## begin RECORDS SHOWN
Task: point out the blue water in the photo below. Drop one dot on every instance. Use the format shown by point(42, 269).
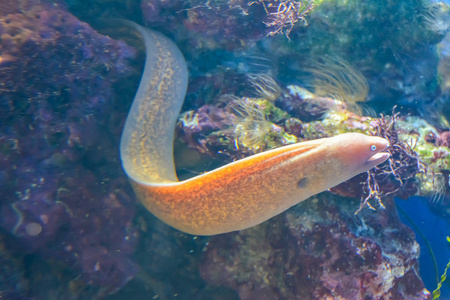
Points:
point(435, 229)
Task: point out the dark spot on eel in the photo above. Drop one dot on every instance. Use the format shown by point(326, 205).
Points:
point(302, 182)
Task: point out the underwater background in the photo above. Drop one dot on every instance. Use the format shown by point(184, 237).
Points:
point(262, 74)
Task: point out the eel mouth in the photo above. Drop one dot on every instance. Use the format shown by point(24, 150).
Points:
point(377, 158)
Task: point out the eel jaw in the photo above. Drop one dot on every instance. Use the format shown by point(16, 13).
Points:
point(377, 159)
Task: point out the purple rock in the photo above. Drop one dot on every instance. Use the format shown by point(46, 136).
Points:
point(65, 197)
point(319, 250)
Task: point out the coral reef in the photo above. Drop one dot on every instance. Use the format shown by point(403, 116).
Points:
point(63, 195)
point(319, 250)
point(68, 208)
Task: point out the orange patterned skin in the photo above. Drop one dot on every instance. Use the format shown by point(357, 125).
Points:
point(236, 196)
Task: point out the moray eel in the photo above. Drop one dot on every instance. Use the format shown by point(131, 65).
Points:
point(238, 195)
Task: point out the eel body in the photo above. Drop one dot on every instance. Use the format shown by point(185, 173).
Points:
point(238, 195)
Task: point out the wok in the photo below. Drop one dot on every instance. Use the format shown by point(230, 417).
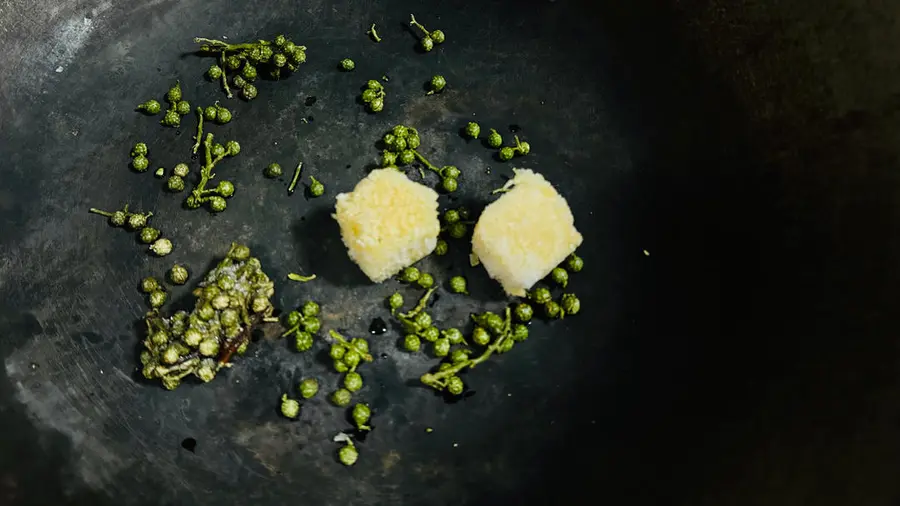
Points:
point(730, 164)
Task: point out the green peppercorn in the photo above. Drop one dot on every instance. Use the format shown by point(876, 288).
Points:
point(570, 303)
point(559, 276)
point(494, 139)
point(150, 107)
point(574, 263)
point(458, 230)
point(480, 336)
point(341, 397)
point(455, 385)
point(309, 387)
point(183, 108)
point(552, 309)
point(449, 184)
point(473, 130)
point(148, 235)
point(289, 407)
point(175, 183)
point(523, 312)
point(441, 347)
point(454, 335)
point(217, 204)
point(303, 340)
point(140, 163)
point(409, 275)
point(173, 96)
point(348, 455)
point(352, 381)
point(411, 343)
point(425, 280)
point(157, 298)
point(458, 285)
point(149, 285)
point(431, 334)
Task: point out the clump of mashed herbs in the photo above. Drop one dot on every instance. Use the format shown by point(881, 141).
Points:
point(231, 300)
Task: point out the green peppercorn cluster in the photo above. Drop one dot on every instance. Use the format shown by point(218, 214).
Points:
point(245, 62)
point(401, 146)
point(373, 96)
point(138, 222)
point(303, 323)
point(430, 38)
point(232, 298)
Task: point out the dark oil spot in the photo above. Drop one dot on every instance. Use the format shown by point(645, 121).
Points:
point(189, 444)
point(377, 327)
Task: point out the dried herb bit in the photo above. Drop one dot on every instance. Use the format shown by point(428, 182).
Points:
point(232, 298)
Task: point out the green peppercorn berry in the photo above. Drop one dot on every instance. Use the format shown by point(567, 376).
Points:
point(369, 95)
point(290, 408)
point(361, 414)
point(341, 397)
point(540, 295)
point(449, 184)
point(459, 356)
point(494, 139)
point(148, 235)
point(458, 230)
point(441, 347)
point(430, 334)
point(175, 183)
point(523, 312)
point(574, 263)
point(303, 340)
point(453, 334)
point(249, 92)
point(559, 276)
point(411, 343)
point(425, 280)
point(409, 275)
point(173, 96)
point(150, 107)
point(157, 298)
point(407, 157)
point(438, 83)
point(309, 387)
point(217, 204)
point(140, 163)
point(353, 381)
point(570, 303)
point(458, 285)
point(183, 108)
point(480, 336)
point(552, 309)
point(223, 115)
point(441, 248)
point(171, 119)
point(348, 455)
point(149, 285)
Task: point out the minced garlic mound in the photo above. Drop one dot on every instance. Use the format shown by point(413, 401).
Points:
point(524, 234)
point(387, 222)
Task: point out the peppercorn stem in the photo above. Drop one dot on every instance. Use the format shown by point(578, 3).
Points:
point(373, 33)
point(302, 279)
point(295, 179)
point(199, 136)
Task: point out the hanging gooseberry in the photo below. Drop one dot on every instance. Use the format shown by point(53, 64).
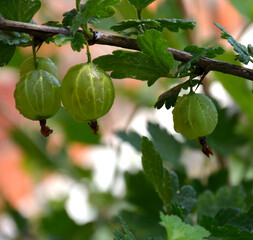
## end RECORDS SHOWN
** SHORT EXERCISE **
Pick out and copy every line in the entries above that contains the word "below".

** COMPLETE RESPONSE **
Task: point out the blue water in the photo below. Drop one dot on every instance. Use the format shown by point(42, 269).
Task: point out the wok in the photo below. Drop one dot on every instance. Use the format shown by point(230, 417).
Task: point out the hanging gooseberry in the photo below. Drop one dot on every instance. Use the format shown by point(53, 64).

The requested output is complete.